= TASK =
Every record is to be copied unchanged, except that its pictures are removed.

(Beginning of PROVIDED RECORDS)

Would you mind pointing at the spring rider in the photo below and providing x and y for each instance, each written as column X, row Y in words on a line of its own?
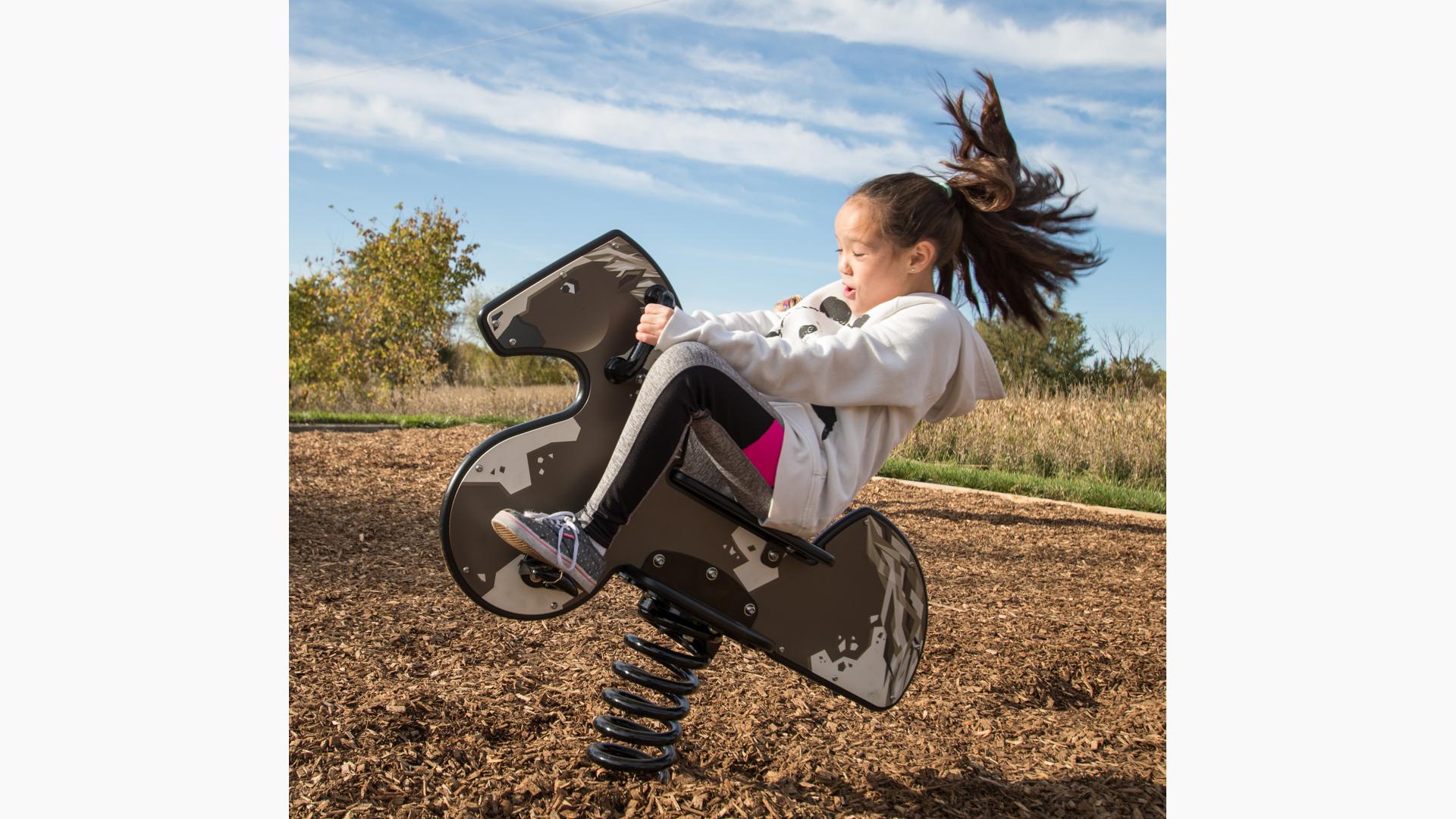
column 846, row 611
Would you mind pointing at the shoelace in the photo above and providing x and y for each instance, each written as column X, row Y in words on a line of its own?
column 568, row 522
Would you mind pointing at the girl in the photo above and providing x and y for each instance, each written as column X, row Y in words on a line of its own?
column 797, row 409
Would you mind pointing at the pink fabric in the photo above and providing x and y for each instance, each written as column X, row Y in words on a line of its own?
column 764, row 453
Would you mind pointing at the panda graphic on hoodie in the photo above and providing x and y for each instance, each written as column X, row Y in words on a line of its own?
column 801, row 321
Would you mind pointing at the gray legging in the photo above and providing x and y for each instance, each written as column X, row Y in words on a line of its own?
column 733, row 438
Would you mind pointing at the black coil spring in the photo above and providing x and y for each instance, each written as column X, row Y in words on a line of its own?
column 699, row 643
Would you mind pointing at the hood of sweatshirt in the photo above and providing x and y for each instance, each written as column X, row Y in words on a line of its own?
column 976, row 376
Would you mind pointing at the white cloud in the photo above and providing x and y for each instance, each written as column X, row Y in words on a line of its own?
column 930, row 25
column 398, row 99
column 331, row 158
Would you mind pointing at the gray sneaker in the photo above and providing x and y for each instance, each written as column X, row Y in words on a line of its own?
column 555, row 539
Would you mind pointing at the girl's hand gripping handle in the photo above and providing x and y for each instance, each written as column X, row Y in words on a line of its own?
column 660, row 302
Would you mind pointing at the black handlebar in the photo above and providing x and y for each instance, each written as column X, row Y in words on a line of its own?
column 622, row 368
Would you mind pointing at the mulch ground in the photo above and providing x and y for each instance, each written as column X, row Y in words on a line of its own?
column 1041, row 691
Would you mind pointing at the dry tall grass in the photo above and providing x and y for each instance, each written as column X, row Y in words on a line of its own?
column 1116, row 435
column 511, row 401
column 1112, row 433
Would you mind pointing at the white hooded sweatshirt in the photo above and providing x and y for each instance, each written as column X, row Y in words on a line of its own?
column 848, row 390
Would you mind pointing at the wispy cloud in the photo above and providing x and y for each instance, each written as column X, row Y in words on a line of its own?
column 397, row 102
column 1074, row 41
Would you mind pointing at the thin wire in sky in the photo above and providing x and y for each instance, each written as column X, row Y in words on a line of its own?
column 475, row 44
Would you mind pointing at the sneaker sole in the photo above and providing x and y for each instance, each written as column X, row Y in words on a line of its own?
column 514, row 539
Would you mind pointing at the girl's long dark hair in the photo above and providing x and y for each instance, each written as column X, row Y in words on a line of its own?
column 996, row 223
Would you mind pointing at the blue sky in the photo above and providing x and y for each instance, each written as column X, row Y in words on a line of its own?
column 721, row 136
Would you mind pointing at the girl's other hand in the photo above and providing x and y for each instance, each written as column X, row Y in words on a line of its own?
column 653, row 322
column 786, row 303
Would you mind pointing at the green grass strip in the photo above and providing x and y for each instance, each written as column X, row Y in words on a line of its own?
column 408, row 422
column 1078, row 490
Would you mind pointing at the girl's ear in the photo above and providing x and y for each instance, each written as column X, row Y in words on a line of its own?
column 922, row 256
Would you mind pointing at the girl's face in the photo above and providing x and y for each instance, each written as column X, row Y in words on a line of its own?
column 873, row 268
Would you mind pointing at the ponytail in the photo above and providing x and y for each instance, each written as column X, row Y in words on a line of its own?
column 996, row 222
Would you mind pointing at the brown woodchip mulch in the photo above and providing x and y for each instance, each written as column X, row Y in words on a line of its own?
column 1041, row 691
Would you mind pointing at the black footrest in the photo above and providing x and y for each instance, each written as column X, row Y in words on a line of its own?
column 795, row 545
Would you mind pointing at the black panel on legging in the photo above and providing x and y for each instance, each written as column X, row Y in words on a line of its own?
column 693, row 394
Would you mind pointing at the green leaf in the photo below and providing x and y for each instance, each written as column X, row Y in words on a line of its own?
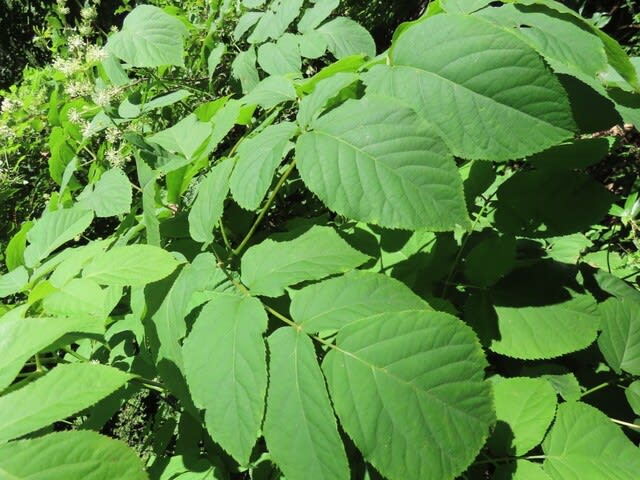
column 300, row 428
column 281, row 58
column 345, row 37
column 632, row 392
column 619, row 341
column 565, row 202
column 585, row 444
column 149, row 37
column 490, row 260
column 463, row 6
column 185, row 137
column 269, row 267
column 463, row 86
column 339, row 301
column 317, row 14
column 312, row 105
column 63, row 391
column 375, row 161
column 209, row 204
column 111, row 195
column 270, row 92
column 408, row 389
column 14, row 281
column 21, row 338
column 244, row 69
column 276, row 20
column 525, row 408
column 80, row 297
column 225, row 366
column 546, row 331
column 54, row 229
column 258, row 159
column 520, row 470
column 131, row 265
column 68, row 455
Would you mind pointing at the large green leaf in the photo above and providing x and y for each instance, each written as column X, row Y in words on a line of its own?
column 299, row 427
column 408, row 389
column 258, row 159
column 70, row 455
column 584, row 444
column 63, row 391
column 225, row 366
column 111, row 195
column 21, row 338
column 336, row 302
column 619, row 341
column 207, row 209
column 131, row 265
column 54, row 229
column 345, row 37
column 375, row 161
column 525, row 408
column 149, row 37
column 270, row 267
column 479, row 85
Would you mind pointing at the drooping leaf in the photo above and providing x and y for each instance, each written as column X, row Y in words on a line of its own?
column 300, row 427
column 585, row 444
column 54, row 229
column 619, row 341
column 21, row 338
column 464, row 85
column 63, row 391
column 149, row 37
column 131, row 265
column 225, row 366
column 110, row 196
column 408, row 389
column 269, row 267
column 315, row 15
column 336, row 302
column 73, row 454
column 375, row 161
column 209, row 204
column 525, row 408
column 346, row 37
column 258, row 159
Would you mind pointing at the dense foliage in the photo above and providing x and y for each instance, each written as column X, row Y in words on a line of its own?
column 268, row 250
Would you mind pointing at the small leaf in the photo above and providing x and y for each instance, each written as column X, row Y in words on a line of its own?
column 110, row 196
column 271, row 266
column 619, row 341
column 525, row 408
column 70, row 455
column 149, row 37
column 375, row 161
column 336, row 302
column 584, row 444
column 258, row 159
column 300, row 428
column 408, row 389
column 345, row 37
column 225, row 366
column 53, row 230
column 63, row 391
column 209, row 204
column 133, row 265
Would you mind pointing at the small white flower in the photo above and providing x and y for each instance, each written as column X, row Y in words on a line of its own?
column 94, row 54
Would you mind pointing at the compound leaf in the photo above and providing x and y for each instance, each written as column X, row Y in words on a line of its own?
column 408, row 389
column 299, row 427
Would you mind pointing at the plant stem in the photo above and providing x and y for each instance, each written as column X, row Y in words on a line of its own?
column 266, row 207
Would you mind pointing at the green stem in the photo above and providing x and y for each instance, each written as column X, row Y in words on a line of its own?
column 266, row 207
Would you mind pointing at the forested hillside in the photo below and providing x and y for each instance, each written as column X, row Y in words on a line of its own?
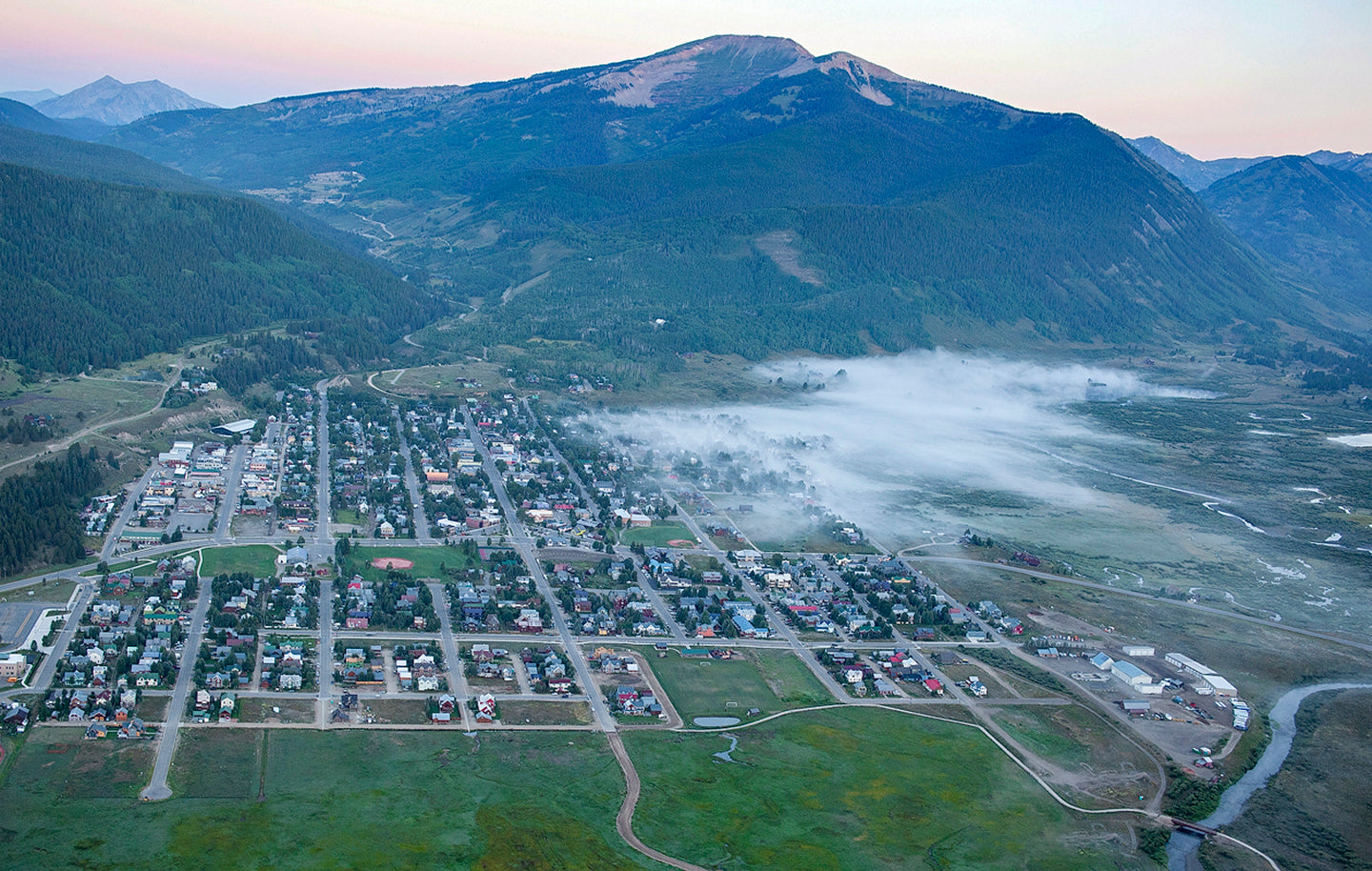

(End of PROVIDED RECORDS)

= RESPONSE FOR THIS EXERCISE =
Would you mind pointing at the spring rider in the photo below and providing x and y for each instance, each written as column X, row Y in words on a line of its own?
column 846, row 611
Would you mind pointing at the shoelace in the photo above and providing x and y for each instance, each written as column X, row Y in words on a line of its own?
column 568, row 522
Would you mind pointing at the girl in the photo above and providing x and y for each instance, each written as column X, row Y in words on a line of its own?
column 797, row 409
Would you mind pointing at the pink fabric in the photo above and providing x and y for each instance, each written as column X, row Y in words on a line of its own?
column 764, row 453
Would you mind pointing at the panda graphic on hoodie in the photo above and providing x and y for each instance, each written as column X, row Y in words on a line of its own?
column 801, row 321
Would you mind pointing at the gray legging in the photo above and providing x and y for each instance, each written as column X, row Y in words on a line of its own?
column 733, row 438
Would you mind pointing at the black coil spring in the photo above and providing x and y for each instance, each written as column X, row Y in words on a line of its own?
column 699, row 643
Would you mind pointing at the hood of sweatshirt in the photo above and providing x and y for each instance, each written as column X, row Y in words on a line of its own?
column 976, row 376
Would you mind pointing at the white cloud in the photo above and providing x and y for each instance, each written as column X, row Y in words on a line of its own?
column 930, row 25
column 398, row 99
column 331, row 158
Would you mind pointing at the gray sneaker in the photo above and providing x and y for each instance, each written as column X, row Y in words on a line of its own?
column 555, row 539
Would you mind pointing at the girl's hand gripping handle in the photo above and providing x and y for each instance, each written as column X, row Y in words on a line of its own?
column 660, row 302
Would you mind pointing at the black handlebar in the photo above and providing x and y for each instance, each written as column X, row Y in words on a line of its own?
column 622, row 368
Would you mind pointing at the mulch ground in the photo above and providing x and y for each instance, each written as column X, row Y in words on a line of its own?
column 1041, row 691
Would you mind pointing at the dry tall grass in the photo above and providing x and y for each instance, each written as column X, row Y in words on a line of its own?
column 1116, row 435
column 511, row 401
column 1112, row 433
Would you mind pointing at the white hooded sweatshirt in the photo above and providing x and y for each instance, each written as column X, row Y in words on a line of its own?
column 848, row 390
Would you mind pointing at the wispy cloud in the photo above and providing x and y for each instance, each written as column X, row Y in words on a line of its own?
column 397, row 102
column 1074, row 41
Would you mind pointing at the thin wire in sky in the photo above and providing x and y for each instance, each written as column X, row Y in words on a line of its own?
column 475, row 44
Would you mind pointing at the sneaker sole in the photo above and providing x and y for each instance, each written as column X, row Y in words on a line of its own?
column 514, row 539
Would you mind pointing at the girl's long dark hair in the photo above and providing x and y for each instance, each written as column X, row Y in words on a line of its own?
column 996, row 223
Would you mind pointing at the blue sky in the photo above and providing x and y for each instance, each written as column X, row Y in words on a line of its own?
column 721, row 136
Would you mind pointing at the girl's other hand in the photo above and providing x and y for each instance, each written as column X, row Y in words on a line of its own?
column 653, row 322
column 786, row 303
Would you mind pointing at the green grass strip in the photo above and providing x and y for each instance, each written as column X, row Y in words on a line of its own?
column 408, row 422
column 1078, row 490
Would you mind pointing at the girl's ear in the photo above and providing x and y for each instance, each written as column X, row Y in words on a line of its own?
column 922, row 256
Would you mind pointing at the girl's face in the photo above and providing x and y for each instance, each written as column X, row Y in words on a line of its own?
column 873, row 268
Would you mind pointing at the ponytail in the photo above and providing x and y for each instance, each written as column X, row Y in words on a line of its own?
column 996, row 222
Would you mind pointing at the brown woodchip mulch in the photo above and providing x and y for each instance, each written as column X, row Y in words on a line of its own?
column 1041, row 691
Would you mind pointing at the black footrest in the photo above and providing x and y for each instance, each written as column X, row Y in words on a line of its own?
column 795, row 545
Would you mind pointing at the black panel on legging in the photo above and providing x and y for each instance, each written as column X, row Y in words on a line of its own?
column 693, row 394
Would you mind pointing at the green leaf in the photo below and providing x and y for each instance, each written as column X, row Y in words on a line of its own?
column 300, row 428
column 281, row 58
column 345, row 37
column 632, row 392
column 619, row 341
column 565, row 202
column 585, row 444
column 149, row 37
column 490, row 260
column 463, row 6
column 185, row 137
column 269, row 267
column 463, row 86
column 339, row 301
column 317, row 14
column 312, row 105
column 63, row 391
column 375, row 161
column 209, row 204
column 111, row 195
column 270, row 92
column 408, row 389
column 14, row 281
column 21, row 338
column 244, row 69
column 276, row 20
column 525, row 408
column 80, row 297
column 225, row 366
column 546, row 331
column 54, row 229
column 258, row 159
column 520, row 470
column 131, row 265
column 68, row 455
Would you mind pointing at the large green leaf in the photo above and providing x and y for each instance, each written as column X, row Y in words on a line of its own?
column 299, row 427
column 408, row 389
column 258, row 159
column 70, row 455
column 584, row 444
column 63, row 391
column 225, row 366
column 111, row 195
column 21, row 338
column 336, row 302
column 619, row 341
column 207, row 209
column 131, row 265
column 54, row 229
column 345, row 37
column 375, row 161
column 525, row 408
column 149, row 37
column 270, row 267
column 479, row 85
Would you mind pointing at the drooping leaf in the photo above and providing x and y for each instance, each written as column X, row Y in words on a line of its own?
column 300, row 427
column 585, row 444
column 54, row 229
column 619, row 341
column 21, row 338
column 464, row 85
column 63, row 391
column 149, row 37
column 131, row 265
column 225, row 366
column 110, row 196
column 408, row 389
column 269, row 267
column 315, row 15
column 336, row 302
column 73, row 454
column 375, row 161
column 209, row 204
column 525, row 408
column 346, row 37
column 258, row 159
Would you mind pointing at the dense foliage in the photo above and providing x and y for each instance, each written as column X, row Y in words on a line of its own?
column 268, row 250
Would you mind pointing at the small leaf in the photo above and providing x and y for each instance, each written as column X, row Y in words on a line of its own?
column 110, row 196
column 271, row 266
column 619, row 341
column 525, row 408
column 70, row 455
column 149, row 37
column 375, row 161
column 336, row 302
column 584, row 444
column 258, row 159
column 300, row 428
column 408, row 389
column 345, row 37
column 225, row 366
column 53, row 230
column 63, row 391
column 209, row 204
column 133, row 265
Would you mind pointing at the small white flower in the photo above and providing x and y for each instance, each written as column X, row Y in words on a line of its own?
column 94, row 54
Would you mind pointing at the compound leaf in the photo above and providing x and y for each instance, each written as column X, row Y in words on a line of its own?
column 408, row 389
column 299, row 427
Would you mind pointing at the plant stem in the photo above and providing x and y for each instance, each written as column X, row Y in words on a line of its own?
column 266, row 207
Would you mind pointing at the green stem in the photo above and providing x and y for each instance, each written as column X, row Y in words on a line of its own?
column 266, row 207
Would you mind pointing at the forested hillside in the photo below and providing x and y for each instance, each written as column X, row Y in words on a line of its own?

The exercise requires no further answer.